═══ PROVIDED DATA ═══

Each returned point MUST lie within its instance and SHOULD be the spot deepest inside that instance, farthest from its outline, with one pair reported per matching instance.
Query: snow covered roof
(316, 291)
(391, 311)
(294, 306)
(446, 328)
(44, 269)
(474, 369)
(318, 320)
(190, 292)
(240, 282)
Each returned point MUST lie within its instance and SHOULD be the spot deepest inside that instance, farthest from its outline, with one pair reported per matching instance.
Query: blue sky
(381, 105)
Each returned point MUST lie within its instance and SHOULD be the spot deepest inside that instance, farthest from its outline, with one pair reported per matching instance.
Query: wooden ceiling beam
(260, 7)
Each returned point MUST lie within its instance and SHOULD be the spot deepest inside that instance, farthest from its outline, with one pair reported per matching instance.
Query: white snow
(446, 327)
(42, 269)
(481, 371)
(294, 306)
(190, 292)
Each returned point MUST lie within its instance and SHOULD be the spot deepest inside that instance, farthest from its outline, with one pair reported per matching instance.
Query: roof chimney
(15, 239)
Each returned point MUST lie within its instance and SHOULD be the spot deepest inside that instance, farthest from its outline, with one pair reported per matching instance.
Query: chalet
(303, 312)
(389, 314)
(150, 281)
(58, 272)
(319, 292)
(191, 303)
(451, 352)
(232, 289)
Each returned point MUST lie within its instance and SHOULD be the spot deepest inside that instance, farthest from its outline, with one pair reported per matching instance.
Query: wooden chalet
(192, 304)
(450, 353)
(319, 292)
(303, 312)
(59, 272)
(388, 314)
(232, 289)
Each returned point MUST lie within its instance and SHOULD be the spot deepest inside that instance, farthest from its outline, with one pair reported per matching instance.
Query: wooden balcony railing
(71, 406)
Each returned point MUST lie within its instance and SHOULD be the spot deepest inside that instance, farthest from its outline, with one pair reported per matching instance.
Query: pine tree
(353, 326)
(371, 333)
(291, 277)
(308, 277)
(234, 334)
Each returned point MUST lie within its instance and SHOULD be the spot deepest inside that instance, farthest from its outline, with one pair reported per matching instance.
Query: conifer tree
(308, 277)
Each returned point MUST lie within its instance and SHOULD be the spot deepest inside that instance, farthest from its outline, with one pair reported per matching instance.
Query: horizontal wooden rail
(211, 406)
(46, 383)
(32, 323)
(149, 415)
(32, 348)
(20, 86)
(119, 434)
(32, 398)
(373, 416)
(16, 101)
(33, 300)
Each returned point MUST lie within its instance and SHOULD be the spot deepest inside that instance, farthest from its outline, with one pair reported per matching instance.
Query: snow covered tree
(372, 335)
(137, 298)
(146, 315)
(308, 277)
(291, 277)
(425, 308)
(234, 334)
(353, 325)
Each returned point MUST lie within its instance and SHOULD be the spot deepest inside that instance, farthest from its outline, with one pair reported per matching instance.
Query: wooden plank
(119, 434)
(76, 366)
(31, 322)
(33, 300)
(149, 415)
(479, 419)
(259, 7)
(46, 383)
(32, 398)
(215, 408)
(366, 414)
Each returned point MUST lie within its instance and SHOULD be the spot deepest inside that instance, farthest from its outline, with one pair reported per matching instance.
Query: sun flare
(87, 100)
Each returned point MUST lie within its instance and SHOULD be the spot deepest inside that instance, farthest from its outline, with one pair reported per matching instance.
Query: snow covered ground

═══

Produce an exact copy of all the records.

### SOLVED EXERCISE
Each returned point MUST lie within its instance and SHOULD be the spot deepest inside that instance, farthest from its outline, with one pair reported per matching instance.
Query: snow covered roof
(316, 291)
(391, 311)
(294, 306)
(446, 328)
(44, 269)
(474, 369)
(318, 320)
(190, 292)
(240, 282)
Each returned point MUST lie within its instance and SHOULD be the spot deepest inside that instance, farthest from its outline, with one pair reported per matching instance.
Query: blue sky
(381, 105)
Each returned point MUST lie within its instance and SHOULD be the spot deepest inside that instance, farthest from its outline, with one pair reported per matching instance.
Query: wooden ceiling beam
(260, 7)
Each returned point MUST lie within its instance and SHOULD be the spot deepest inside that instance, farthest from its outline, with one pair reported per matching instance.
Query: white snow
(446, 327)
(42, 269)
(481, 371)
(294, 306)
(190, 292)
Each returned point MUST lie within its instance and SHOULD be the spot deepest inside that instance, farthest from its outline, with one pair reported per matching instance.
Query: roof chimney
(15, 239)
Each returned point MUST lie within its instance and SHOULD be the spot deepest inside that instance, farthest from its outline, with one pair reported per matching instance.
Query: chalet
(303, 312)
(389, 314)
(150, 281)
(58, 272)
(319, 292)
(191, 303)
(451, 352)
(232, 289)
Each returned point MUST lie within its instance and SHOULD be the spot deepest inside that instance, farthest from its outline, with one pair reported per matching instance.
Query: wooden chalet
(192, 304)
(450, 353)
(319, 292)
(303, 312)
(59, 272)
(388, 314)
(232, 289)
Each returned point MUST lie within its instance and SHOULD be the spot deepest inside that instance, farthest from its outline, with one pair reported per matching instance.
Query: wooden balcony railing
(71, 406)
Each returned point MUST lie within its instance and SHOULD be the spot deepest inside that instance, farthest from its outline, with one pair reported per matching instance.
Query: pine tree
(353, 326)
(371, 333)
(291, 277)
(308, 277)
(234, 334)
Each returned point MUST lie within its instance and SHOULD be the spot deepest inside that instance, farthest from its outline, with one pair reported per matching instance.
Query: conifer tree
(308, 277)
Each returned point MUST lie within its instance and SHOULD be the spot deepest inside that instance, farthest from its outline, with one pair reported per matching instance.
Query: horizontal wooden rail
(211, 406)
(46, 383)
(32, 323)
(149, 415)
(32, 348)
(20, 86)
(119, 434)
(32, 398)
(373, 416)
(16, 101)
(33, 300)
Each returned point MUST lie within its instance and SHOULD be the spot deepest inside that instance, farthest from its outline, with one pair reported per matching instance.
Query: snow covered tree
(372, 335)
(137, 298)
(146, 315)
(308, 277)
(291, 277)
(425, 308)
(234, 334)
(353, 325)
Each returned point MUST lie within its instance and SHOULD be the spot deepest inside that instance, farthest from its outline, with one pair reported per matching instance.
Query: wooden plank
(119, 434)
(76, 366)
(31, 322)
(33, 300)
(149, 415)
(479, 419)
(259, 7)
(46, 383)
(32, 398)
(215, 408)
(366, 414)
Each returned point MUST lie within its instance and SHOULD be the spot deepest inside that instance, farthest from its outline, with one pair reported per matching instance.
Query: sun flare
(87, 100)
Each returned point MUST lie within its instance and SHOULD be the spot deepest inside that instance, farthest from its outline, with one pair reported per matching instance.
Query: snow covered ground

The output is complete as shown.